> _Data under study_:
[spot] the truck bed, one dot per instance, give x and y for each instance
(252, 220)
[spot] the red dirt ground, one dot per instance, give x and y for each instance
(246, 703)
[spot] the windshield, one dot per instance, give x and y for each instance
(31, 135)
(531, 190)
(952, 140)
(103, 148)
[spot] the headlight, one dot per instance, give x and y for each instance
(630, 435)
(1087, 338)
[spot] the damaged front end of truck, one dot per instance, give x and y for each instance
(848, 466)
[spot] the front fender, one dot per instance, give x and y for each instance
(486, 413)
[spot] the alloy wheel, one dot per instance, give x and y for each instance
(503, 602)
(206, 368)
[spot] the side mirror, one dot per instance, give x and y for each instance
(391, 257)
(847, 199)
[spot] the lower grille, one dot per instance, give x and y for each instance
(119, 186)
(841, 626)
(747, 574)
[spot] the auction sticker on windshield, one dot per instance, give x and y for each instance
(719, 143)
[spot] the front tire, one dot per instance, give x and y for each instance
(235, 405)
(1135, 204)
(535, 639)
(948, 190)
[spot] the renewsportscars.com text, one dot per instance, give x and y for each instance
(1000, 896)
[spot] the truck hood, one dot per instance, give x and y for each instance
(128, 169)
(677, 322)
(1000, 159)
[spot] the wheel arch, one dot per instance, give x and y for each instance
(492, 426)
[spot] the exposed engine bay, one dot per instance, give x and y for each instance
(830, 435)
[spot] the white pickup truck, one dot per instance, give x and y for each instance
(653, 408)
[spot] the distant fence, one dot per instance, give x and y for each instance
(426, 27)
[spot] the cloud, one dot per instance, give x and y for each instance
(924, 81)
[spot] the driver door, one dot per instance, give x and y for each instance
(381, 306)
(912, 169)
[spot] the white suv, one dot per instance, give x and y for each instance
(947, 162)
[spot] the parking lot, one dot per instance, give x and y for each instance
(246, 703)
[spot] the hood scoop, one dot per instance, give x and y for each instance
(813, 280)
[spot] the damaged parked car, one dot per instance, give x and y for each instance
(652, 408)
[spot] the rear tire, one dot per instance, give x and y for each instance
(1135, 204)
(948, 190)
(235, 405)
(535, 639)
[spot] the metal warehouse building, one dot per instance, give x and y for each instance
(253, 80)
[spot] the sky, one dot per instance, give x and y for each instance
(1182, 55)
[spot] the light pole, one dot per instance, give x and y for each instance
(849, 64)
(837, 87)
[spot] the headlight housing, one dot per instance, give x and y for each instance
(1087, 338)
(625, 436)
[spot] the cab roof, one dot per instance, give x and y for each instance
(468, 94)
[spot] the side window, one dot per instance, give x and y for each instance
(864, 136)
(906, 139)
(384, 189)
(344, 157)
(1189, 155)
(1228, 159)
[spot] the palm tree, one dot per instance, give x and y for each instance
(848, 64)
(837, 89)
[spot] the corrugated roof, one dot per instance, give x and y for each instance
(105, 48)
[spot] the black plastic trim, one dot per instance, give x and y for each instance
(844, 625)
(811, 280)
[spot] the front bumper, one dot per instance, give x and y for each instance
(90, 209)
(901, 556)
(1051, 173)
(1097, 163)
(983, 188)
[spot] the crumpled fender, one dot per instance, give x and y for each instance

> _Task objective_:
From the line holding "[spot] the black" to the last line of the data above, copy every line exactly and include nothing more.

> _Answer section_:
[spot] the black plastic trim, one dot per instance, give x and y for each instance
(844, 625)
(811, 280)
[spot] the front bumper, one dot per instance, give x and y for each instance
(90, 209)
(901, 556)
(1051, 173)
(1097, 163)
(983, 188)
[spot] the crumpled fender, one dot per instance, give x and y for each instance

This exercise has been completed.